The entries below contain a stretch that opens with the line containing "Where can the red wooden" and closes with the line containing "Where can the stone paved"; set down that stretch exactly, both ends included, and nothing else.

[[ Data to use open ]]

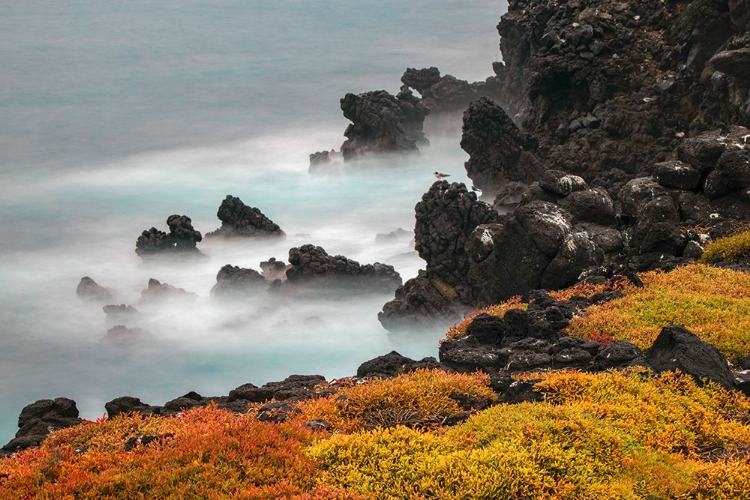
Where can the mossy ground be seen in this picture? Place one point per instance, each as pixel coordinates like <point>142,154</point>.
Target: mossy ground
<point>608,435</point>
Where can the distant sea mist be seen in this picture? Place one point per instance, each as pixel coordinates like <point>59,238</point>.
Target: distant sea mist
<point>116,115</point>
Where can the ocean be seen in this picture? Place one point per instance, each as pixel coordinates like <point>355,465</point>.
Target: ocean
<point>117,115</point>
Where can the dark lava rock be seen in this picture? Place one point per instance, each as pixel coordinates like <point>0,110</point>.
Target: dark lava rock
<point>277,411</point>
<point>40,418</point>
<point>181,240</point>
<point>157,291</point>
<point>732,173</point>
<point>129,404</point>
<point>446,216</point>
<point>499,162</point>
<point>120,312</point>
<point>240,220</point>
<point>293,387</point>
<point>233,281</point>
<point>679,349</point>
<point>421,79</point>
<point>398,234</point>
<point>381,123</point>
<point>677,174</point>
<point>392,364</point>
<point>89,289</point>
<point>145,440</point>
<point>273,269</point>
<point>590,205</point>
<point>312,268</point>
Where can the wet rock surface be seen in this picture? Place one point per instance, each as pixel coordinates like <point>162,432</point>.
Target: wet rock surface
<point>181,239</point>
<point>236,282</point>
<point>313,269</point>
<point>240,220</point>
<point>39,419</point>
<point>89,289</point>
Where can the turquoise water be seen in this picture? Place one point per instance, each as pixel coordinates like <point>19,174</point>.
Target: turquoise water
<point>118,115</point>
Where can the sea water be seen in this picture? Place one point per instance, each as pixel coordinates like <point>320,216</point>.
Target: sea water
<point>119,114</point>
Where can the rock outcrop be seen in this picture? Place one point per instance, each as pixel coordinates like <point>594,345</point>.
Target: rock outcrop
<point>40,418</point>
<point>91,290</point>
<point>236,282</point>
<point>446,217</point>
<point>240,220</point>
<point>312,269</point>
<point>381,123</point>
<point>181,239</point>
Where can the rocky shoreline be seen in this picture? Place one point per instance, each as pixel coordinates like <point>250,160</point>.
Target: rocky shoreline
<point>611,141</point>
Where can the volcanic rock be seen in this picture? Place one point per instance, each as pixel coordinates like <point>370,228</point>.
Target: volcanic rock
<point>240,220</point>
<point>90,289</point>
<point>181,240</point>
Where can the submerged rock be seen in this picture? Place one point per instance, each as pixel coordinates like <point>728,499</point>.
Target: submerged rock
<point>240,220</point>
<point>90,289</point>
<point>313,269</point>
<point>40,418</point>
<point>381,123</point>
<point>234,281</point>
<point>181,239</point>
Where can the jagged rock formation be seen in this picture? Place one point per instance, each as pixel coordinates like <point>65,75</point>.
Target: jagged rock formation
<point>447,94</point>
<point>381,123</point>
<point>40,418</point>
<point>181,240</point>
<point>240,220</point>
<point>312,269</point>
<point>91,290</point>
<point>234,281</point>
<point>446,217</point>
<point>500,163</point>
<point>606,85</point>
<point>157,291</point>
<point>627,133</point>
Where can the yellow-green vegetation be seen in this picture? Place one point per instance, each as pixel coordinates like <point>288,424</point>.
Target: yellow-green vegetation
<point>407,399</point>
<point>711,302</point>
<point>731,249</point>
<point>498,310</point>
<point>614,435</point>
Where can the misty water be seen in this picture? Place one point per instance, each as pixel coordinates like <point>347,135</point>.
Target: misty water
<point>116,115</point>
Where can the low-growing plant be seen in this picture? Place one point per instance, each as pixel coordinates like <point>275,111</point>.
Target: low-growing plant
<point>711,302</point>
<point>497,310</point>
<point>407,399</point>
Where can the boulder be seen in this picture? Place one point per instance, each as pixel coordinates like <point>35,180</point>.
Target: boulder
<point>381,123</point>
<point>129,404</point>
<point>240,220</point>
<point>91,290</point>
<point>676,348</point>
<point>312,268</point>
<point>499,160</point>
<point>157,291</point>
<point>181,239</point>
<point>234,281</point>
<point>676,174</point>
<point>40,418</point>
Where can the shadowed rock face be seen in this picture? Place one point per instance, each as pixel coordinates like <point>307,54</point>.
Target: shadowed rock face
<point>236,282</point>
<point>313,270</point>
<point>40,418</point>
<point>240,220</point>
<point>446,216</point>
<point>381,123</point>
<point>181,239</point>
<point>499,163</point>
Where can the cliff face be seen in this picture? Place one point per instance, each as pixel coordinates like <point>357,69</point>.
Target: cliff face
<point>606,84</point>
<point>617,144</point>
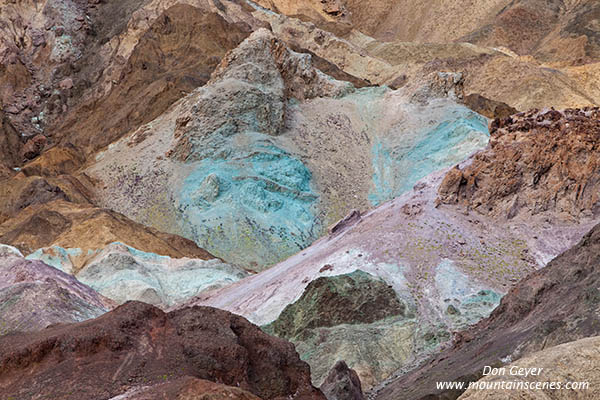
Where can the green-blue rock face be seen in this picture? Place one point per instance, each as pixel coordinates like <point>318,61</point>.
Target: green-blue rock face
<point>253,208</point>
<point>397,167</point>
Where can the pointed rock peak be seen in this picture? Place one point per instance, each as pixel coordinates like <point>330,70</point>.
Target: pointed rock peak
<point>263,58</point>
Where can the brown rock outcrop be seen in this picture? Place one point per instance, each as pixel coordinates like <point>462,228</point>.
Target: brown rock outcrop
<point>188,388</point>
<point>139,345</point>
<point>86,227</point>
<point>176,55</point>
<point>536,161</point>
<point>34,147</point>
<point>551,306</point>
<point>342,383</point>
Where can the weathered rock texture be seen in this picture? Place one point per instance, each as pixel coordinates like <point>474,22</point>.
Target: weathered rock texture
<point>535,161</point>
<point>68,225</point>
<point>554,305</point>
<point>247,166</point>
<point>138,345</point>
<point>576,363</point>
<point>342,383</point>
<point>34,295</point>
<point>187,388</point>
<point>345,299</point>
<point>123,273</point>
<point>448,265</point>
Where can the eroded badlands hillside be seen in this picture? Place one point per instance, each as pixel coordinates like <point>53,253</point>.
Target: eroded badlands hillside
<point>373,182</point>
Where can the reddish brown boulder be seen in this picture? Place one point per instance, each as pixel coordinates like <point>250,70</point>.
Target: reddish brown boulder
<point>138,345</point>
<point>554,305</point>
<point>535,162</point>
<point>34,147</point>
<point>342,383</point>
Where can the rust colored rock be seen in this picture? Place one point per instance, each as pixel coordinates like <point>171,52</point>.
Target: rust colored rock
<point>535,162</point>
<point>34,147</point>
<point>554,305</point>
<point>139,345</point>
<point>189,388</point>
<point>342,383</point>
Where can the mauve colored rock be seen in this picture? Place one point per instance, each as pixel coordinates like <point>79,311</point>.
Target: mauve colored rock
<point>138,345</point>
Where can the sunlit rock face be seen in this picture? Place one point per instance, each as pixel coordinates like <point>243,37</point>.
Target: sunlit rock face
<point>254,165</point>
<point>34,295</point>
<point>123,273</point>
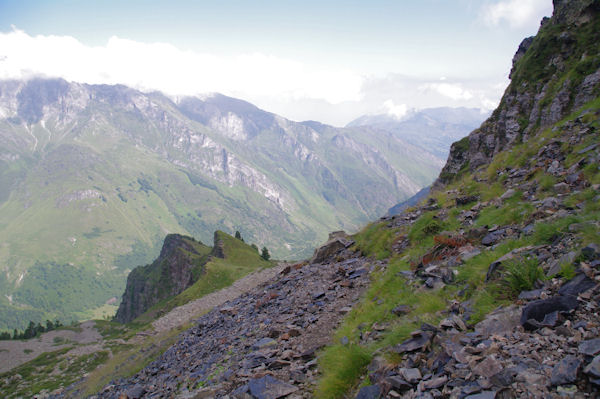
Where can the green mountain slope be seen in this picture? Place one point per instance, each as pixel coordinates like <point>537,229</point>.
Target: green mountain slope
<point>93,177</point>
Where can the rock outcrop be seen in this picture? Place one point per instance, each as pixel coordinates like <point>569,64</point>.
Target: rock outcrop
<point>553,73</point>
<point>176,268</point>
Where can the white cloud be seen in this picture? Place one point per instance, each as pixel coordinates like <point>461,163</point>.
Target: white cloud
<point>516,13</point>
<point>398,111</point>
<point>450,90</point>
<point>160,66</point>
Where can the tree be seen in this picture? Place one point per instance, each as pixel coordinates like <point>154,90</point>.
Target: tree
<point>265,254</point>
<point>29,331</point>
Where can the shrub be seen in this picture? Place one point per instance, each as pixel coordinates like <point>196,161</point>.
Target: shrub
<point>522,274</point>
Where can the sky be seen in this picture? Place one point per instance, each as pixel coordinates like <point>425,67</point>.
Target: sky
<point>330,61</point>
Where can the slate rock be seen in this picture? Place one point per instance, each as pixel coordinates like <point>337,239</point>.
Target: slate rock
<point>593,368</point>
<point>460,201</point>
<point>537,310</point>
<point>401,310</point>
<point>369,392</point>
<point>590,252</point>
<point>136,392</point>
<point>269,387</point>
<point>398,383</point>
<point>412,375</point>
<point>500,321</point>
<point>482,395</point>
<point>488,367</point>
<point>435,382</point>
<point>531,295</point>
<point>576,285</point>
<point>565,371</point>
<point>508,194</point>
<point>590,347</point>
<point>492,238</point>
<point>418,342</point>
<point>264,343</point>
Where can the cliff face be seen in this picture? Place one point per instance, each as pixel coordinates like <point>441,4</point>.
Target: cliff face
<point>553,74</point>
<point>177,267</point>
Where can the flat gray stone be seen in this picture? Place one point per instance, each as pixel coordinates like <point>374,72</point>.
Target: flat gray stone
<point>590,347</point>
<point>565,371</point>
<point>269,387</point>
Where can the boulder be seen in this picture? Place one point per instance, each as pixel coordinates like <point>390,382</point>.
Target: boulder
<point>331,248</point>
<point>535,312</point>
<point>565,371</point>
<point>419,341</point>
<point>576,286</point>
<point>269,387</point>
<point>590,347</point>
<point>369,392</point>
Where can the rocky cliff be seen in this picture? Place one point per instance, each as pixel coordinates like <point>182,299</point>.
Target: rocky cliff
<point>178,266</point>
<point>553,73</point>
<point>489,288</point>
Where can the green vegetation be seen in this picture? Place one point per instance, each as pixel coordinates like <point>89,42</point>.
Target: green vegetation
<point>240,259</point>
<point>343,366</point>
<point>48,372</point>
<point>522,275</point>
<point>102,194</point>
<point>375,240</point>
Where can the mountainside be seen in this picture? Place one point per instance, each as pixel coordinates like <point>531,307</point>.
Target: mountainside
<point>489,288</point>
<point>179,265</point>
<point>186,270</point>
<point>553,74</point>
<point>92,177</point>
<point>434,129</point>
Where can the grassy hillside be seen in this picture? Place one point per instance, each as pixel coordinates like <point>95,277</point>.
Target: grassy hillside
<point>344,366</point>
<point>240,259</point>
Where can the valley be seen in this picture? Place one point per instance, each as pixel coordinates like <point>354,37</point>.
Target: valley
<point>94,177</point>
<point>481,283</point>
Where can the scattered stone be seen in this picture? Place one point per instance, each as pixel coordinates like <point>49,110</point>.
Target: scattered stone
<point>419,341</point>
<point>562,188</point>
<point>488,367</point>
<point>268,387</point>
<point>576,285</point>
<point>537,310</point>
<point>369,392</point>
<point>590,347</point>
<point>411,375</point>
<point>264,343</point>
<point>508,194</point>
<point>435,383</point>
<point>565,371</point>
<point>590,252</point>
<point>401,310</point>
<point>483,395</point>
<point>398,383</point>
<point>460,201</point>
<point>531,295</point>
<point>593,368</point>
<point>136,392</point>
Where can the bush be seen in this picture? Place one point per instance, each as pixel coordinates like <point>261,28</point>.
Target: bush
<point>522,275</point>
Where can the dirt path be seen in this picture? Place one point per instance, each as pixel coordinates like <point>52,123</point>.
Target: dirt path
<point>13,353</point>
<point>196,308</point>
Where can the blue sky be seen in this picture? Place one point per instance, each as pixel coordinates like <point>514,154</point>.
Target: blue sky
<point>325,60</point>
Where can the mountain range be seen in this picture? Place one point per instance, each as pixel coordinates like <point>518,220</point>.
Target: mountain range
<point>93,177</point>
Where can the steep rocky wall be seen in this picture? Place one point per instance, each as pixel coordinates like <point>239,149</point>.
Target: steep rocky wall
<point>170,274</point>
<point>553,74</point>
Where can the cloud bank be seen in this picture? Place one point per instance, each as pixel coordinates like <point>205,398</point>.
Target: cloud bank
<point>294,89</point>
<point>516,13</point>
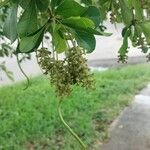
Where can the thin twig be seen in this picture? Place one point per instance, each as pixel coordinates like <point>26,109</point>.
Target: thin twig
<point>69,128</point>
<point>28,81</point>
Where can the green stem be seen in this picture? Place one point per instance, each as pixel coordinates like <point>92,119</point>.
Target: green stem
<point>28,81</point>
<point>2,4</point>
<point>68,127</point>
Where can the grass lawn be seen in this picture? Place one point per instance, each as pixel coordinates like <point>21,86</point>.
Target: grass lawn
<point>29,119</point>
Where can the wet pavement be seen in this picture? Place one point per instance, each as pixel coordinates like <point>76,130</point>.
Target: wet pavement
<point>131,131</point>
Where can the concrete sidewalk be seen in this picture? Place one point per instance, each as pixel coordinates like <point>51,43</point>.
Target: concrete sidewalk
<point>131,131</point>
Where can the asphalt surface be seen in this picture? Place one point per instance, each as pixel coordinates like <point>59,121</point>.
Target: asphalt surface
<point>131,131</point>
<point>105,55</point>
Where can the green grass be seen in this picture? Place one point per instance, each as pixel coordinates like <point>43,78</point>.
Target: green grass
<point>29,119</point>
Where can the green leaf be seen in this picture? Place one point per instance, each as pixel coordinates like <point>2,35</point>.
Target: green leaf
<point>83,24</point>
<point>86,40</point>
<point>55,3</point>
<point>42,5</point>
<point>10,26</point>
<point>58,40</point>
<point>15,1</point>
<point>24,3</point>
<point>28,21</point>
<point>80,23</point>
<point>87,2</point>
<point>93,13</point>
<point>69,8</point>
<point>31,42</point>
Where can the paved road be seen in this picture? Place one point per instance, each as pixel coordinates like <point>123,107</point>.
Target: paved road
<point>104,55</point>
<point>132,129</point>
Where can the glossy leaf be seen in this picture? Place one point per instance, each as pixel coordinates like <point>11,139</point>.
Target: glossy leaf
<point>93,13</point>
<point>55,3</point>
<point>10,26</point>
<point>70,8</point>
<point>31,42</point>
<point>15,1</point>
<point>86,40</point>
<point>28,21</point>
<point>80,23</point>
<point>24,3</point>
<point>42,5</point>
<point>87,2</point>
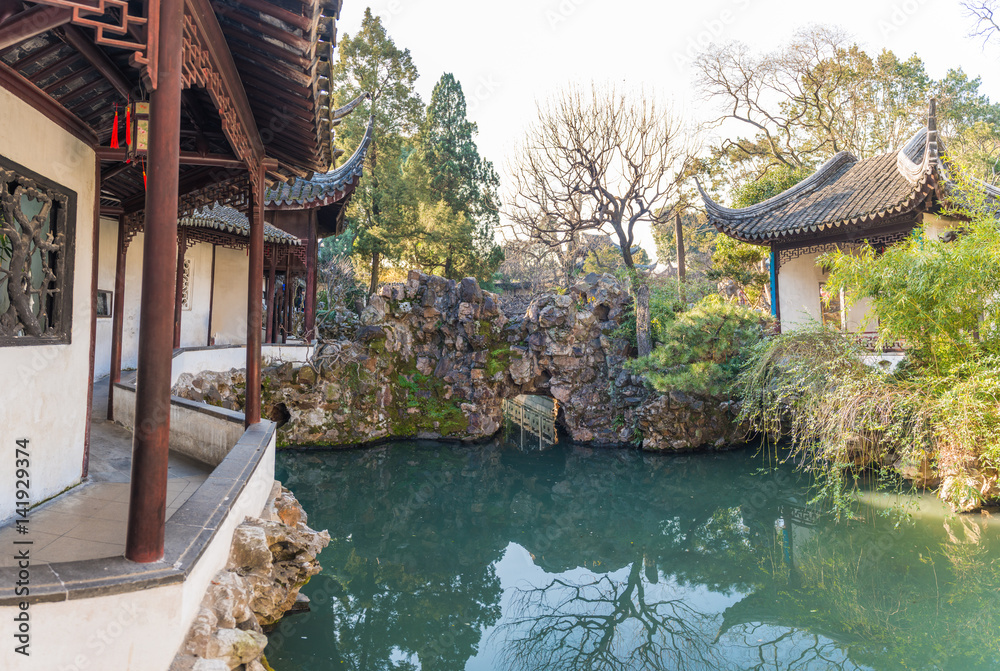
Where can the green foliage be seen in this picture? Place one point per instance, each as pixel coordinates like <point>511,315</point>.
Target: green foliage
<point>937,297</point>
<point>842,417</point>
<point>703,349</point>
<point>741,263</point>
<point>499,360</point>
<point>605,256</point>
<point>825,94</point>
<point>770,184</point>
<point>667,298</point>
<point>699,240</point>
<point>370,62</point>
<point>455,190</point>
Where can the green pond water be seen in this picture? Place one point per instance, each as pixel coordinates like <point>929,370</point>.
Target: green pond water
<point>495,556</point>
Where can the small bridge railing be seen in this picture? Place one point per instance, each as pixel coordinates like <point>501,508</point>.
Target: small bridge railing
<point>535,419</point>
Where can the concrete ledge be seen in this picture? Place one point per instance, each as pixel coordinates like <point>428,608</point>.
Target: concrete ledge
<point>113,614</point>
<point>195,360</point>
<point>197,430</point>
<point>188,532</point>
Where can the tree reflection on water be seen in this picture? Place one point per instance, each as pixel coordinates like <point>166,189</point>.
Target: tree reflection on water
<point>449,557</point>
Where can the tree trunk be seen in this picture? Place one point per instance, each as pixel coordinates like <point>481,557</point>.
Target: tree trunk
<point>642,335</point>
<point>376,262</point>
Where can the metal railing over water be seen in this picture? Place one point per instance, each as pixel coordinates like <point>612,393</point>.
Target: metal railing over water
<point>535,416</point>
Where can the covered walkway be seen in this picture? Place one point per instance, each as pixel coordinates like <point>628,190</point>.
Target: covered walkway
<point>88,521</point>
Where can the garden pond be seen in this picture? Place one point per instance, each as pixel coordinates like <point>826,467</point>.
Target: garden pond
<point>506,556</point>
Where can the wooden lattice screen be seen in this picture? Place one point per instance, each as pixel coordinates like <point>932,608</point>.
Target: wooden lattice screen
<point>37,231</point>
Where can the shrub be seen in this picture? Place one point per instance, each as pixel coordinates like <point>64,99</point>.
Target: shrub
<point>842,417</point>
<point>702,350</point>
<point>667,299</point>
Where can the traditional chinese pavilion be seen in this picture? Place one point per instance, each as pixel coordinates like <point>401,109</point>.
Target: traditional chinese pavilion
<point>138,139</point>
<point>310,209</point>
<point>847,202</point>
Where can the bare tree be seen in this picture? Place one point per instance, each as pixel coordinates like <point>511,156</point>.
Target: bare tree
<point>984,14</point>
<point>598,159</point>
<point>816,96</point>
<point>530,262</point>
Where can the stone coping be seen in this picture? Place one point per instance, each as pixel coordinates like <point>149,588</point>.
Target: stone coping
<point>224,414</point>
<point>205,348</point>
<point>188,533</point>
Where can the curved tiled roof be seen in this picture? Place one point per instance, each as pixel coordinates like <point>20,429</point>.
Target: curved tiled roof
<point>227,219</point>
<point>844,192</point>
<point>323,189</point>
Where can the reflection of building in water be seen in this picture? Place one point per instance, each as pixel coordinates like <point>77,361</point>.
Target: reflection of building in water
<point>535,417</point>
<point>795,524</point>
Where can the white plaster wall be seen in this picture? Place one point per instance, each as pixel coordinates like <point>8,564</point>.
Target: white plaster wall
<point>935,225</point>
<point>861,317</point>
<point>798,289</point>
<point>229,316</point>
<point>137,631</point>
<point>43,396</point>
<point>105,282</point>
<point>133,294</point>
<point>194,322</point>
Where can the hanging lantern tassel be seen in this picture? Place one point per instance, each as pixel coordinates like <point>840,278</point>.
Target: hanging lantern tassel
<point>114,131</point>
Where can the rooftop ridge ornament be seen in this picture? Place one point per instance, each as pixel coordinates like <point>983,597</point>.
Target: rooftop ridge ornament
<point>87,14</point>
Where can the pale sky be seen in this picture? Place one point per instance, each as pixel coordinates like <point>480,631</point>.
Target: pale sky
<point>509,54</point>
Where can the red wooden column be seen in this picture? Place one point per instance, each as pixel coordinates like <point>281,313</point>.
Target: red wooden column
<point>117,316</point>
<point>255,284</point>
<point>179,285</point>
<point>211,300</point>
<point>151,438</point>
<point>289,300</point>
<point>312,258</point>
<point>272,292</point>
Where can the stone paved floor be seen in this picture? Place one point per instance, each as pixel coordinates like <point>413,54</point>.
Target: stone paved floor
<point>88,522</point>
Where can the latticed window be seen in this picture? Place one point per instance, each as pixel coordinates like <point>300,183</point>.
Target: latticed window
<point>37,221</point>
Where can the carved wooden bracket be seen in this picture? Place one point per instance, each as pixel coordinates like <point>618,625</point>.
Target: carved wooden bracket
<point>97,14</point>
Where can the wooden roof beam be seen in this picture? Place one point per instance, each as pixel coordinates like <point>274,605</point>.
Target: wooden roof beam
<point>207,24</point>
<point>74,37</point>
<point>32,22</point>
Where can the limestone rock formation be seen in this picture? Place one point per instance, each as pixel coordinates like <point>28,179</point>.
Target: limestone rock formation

[[ Data to use closed ]]

Problem solution
Where can the red wooden column be seen in this picture? Place one point per instance, each as pixel coordinates like <point>281,313</point>.
Target: red wooden column
<point>117,316</point>
<point>255,284</point>
<point>179,285</point>
<point>211,300</point>
<point>151,438</point>
<point>289,300</point>
<point>312,258</point>
<point>272,292</point>
Where can the stone paved floor be seen in this picture? Place one point per instance, each as pixel coordinates like <point>413,54</point>.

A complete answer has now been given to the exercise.